Reproduce the lines word for word, beginning at the line that contains "the dirt path?" and stopping after the line that contains "0,53 -> 756,357".

►

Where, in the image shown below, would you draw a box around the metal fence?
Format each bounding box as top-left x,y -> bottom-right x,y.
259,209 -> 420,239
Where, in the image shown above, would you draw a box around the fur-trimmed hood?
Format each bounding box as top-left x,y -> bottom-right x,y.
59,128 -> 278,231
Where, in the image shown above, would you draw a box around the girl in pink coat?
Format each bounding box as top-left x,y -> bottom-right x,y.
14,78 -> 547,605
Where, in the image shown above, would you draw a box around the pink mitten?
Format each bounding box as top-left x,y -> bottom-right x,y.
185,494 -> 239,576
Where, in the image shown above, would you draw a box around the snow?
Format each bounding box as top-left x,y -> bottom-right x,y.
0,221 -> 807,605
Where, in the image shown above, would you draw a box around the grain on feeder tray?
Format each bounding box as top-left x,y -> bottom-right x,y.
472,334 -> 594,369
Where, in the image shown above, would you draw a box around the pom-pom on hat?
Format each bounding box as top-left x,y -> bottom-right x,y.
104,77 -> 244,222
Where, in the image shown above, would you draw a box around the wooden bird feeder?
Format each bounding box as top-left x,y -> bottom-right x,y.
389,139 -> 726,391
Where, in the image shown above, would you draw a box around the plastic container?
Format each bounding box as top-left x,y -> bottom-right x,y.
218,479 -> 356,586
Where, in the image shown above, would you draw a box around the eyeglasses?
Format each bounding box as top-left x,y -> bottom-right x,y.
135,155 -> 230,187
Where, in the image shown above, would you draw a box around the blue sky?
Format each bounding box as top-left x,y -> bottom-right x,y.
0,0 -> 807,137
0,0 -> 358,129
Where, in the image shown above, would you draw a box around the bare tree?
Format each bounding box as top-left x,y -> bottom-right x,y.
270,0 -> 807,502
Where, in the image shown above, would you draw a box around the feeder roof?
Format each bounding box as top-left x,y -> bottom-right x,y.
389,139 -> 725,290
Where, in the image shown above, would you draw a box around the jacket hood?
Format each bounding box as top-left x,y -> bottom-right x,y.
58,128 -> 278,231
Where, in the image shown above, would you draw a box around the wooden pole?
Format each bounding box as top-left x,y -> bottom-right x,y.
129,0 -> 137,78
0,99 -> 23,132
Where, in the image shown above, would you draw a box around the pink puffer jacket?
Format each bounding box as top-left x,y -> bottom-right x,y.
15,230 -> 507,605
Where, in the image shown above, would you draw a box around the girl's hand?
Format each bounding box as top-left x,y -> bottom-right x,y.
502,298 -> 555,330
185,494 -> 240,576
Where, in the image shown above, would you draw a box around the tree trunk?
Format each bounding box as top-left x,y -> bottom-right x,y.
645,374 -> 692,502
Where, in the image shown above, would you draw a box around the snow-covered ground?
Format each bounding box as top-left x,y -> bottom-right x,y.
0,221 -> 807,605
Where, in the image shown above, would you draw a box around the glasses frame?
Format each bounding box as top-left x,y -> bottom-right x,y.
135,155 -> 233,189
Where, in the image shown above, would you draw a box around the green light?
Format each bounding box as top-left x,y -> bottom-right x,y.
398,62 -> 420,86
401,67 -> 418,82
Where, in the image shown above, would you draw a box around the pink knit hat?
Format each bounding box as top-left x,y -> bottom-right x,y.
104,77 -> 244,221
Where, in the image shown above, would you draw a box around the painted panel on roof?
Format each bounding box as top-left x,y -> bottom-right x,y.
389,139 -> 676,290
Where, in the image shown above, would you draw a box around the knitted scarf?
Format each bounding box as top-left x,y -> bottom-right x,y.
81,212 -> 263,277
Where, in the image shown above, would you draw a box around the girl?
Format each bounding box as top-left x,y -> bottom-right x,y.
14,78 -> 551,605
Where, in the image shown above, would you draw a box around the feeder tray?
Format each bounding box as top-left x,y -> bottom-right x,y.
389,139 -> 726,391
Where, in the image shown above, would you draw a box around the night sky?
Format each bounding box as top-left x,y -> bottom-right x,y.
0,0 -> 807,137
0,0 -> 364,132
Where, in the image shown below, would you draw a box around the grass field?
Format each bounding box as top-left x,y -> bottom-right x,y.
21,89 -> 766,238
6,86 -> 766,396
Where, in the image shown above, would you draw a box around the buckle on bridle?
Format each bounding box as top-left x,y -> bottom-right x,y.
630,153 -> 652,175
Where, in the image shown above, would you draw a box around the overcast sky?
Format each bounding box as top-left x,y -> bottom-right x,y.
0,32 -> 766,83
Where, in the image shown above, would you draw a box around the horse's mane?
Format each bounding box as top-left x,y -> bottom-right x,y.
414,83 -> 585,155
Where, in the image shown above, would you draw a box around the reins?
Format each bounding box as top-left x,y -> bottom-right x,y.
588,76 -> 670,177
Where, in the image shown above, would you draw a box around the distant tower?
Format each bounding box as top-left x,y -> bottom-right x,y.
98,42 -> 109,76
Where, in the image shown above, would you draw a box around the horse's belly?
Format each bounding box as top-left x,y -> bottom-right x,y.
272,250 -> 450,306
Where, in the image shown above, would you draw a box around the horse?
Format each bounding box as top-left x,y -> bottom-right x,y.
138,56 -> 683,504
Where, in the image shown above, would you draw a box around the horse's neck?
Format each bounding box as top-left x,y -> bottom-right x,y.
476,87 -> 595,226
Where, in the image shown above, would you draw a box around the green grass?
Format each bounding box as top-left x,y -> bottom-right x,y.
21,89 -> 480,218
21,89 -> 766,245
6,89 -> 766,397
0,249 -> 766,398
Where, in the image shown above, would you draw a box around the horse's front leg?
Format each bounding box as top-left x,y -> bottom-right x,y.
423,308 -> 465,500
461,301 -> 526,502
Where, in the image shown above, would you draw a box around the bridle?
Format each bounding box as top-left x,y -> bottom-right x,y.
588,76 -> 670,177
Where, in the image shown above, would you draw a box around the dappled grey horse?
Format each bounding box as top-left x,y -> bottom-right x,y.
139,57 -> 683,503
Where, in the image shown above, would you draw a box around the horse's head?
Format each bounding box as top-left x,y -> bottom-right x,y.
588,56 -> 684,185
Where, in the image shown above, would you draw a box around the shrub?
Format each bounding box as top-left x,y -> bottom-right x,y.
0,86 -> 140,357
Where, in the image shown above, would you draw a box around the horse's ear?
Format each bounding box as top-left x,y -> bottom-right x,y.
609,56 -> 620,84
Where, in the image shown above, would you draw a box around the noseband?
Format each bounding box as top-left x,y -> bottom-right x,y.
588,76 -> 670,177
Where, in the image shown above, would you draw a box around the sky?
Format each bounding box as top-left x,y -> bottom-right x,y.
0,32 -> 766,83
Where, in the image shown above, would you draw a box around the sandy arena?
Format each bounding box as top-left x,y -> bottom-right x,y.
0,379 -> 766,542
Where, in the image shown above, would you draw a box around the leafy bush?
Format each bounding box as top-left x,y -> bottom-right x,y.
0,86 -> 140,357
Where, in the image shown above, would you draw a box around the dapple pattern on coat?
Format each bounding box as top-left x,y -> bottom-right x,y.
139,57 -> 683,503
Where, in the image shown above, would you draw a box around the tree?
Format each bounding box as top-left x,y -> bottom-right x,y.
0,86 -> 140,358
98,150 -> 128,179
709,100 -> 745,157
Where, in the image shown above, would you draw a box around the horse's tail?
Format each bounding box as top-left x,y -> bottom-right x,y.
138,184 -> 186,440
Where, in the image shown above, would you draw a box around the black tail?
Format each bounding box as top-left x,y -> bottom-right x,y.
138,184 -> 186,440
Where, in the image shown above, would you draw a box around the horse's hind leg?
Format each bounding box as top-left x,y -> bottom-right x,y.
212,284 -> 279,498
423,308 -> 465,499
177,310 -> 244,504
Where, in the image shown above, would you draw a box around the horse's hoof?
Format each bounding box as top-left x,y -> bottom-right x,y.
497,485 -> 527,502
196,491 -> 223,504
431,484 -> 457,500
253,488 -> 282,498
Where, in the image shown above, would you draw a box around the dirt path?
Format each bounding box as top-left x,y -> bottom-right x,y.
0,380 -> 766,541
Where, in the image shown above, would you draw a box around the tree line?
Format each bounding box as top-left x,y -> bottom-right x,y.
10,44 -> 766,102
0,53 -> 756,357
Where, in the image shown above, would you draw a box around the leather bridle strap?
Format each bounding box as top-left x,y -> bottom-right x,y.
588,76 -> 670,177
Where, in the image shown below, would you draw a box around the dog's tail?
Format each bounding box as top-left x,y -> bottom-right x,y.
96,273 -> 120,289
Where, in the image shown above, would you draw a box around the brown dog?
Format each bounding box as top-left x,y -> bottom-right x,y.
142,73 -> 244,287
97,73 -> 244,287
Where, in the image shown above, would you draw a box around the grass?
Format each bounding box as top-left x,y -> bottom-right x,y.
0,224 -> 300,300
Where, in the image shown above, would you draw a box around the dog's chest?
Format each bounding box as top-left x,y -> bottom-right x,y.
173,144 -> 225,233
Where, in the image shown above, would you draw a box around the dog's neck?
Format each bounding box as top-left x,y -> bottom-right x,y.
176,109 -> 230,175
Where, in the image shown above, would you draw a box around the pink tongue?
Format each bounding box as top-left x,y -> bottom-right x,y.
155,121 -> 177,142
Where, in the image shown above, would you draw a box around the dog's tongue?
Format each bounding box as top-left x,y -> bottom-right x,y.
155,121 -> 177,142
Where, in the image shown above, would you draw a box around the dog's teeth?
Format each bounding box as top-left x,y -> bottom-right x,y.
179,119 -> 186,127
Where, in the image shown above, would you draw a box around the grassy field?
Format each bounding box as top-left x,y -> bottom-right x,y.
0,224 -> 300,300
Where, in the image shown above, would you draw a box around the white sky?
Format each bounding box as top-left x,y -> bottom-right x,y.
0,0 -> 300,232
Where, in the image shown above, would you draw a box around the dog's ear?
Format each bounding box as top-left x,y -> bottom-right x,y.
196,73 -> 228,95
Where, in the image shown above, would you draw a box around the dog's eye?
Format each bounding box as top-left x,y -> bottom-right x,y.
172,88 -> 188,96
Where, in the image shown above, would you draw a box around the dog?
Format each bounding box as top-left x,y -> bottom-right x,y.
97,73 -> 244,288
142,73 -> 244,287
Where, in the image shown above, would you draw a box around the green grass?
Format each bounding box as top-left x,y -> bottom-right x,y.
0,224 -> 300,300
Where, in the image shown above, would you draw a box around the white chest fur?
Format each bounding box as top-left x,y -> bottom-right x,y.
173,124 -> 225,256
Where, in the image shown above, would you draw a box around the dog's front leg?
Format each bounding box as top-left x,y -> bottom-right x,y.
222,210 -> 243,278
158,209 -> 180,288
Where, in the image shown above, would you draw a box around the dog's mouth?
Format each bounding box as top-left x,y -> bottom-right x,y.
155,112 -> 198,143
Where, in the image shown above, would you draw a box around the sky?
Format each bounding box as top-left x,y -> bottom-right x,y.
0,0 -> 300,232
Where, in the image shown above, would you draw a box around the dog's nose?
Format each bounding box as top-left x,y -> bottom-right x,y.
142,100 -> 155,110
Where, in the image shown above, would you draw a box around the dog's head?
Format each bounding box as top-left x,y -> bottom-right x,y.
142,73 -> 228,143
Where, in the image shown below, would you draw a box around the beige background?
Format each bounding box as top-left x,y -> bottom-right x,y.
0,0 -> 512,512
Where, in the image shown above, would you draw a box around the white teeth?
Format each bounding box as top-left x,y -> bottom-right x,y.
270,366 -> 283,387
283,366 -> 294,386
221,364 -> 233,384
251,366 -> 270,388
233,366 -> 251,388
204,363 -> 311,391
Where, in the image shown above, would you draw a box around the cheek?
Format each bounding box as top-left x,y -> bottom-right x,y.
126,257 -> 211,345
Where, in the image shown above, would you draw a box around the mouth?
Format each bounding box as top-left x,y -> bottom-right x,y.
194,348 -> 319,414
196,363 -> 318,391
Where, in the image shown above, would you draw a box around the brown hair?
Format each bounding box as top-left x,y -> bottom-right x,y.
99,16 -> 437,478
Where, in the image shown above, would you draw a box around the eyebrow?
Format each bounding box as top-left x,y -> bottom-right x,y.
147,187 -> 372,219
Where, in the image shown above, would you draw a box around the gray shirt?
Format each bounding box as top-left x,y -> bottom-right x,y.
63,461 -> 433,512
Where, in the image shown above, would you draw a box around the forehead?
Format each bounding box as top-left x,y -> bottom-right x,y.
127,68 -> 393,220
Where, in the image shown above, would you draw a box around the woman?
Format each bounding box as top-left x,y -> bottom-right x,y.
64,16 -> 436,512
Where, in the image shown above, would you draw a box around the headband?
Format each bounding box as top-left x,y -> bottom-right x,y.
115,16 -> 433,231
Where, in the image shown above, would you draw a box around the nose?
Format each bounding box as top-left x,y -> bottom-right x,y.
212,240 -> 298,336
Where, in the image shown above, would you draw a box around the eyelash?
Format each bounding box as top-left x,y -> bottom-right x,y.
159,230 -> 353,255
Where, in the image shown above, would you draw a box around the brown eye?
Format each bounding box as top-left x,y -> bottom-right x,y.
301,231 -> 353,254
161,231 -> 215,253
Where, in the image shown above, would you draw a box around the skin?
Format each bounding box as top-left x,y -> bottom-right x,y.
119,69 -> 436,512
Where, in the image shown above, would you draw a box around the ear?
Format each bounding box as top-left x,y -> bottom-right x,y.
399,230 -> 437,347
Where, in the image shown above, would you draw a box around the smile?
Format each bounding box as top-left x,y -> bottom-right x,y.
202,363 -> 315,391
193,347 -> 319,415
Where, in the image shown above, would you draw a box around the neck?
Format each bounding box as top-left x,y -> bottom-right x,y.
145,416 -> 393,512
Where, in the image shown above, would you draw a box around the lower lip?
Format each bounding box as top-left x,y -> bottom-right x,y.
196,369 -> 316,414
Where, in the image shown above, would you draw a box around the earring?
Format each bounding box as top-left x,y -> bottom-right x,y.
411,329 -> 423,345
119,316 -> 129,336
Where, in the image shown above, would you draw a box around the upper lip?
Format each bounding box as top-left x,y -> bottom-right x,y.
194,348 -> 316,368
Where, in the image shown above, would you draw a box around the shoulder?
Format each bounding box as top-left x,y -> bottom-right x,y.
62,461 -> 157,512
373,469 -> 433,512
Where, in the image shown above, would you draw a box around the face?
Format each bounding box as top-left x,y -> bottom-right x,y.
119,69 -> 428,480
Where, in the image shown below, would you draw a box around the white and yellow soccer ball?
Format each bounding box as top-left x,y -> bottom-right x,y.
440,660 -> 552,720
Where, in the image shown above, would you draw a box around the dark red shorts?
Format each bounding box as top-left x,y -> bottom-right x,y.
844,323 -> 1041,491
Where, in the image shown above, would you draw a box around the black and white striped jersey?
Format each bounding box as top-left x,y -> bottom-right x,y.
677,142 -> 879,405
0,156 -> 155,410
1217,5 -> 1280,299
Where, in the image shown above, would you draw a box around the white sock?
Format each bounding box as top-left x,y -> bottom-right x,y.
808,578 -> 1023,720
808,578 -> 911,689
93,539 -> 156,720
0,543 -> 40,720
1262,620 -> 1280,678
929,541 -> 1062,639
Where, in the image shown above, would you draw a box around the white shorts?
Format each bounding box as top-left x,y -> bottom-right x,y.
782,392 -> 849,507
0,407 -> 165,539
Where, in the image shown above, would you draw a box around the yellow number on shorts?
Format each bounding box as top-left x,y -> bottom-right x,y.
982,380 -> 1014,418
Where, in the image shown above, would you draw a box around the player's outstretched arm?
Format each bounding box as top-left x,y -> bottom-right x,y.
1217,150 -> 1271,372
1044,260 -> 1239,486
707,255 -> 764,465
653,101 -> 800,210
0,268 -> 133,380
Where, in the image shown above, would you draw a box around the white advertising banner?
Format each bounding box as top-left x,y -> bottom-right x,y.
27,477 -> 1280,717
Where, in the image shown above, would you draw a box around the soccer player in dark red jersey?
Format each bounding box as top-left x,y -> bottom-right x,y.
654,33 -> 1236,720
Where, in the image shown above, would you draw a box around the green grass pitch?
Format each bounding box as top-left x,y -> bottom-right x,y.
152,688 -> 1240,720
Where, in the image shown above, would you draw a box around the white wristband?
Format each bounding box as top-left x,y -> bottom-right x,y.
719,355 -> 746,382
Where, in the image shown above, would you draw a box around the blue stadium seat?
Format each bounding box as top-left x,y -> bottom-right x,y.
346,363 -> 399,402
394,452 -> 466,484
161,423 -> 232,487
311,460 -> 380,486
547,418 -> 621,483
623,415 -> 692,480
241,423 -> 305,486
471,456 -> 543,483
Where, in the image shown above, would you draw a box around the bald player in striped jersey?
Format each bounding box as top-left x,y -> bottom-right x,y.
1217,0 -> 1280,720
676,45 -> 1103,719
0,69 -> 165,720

◄

» Written solution:
Where, in the image shown above, would you draw a box around the dirt path?
Format each bounding box as top-left x,y -> bottom-right x,y.
0,380 -> 766,541
Where, in the image shown above, would you draw a box around the tree line?
Format each bounding box as top-left x,y -> bottom-right x,y.
10,44 -> 766,102
0,53 -> 756,357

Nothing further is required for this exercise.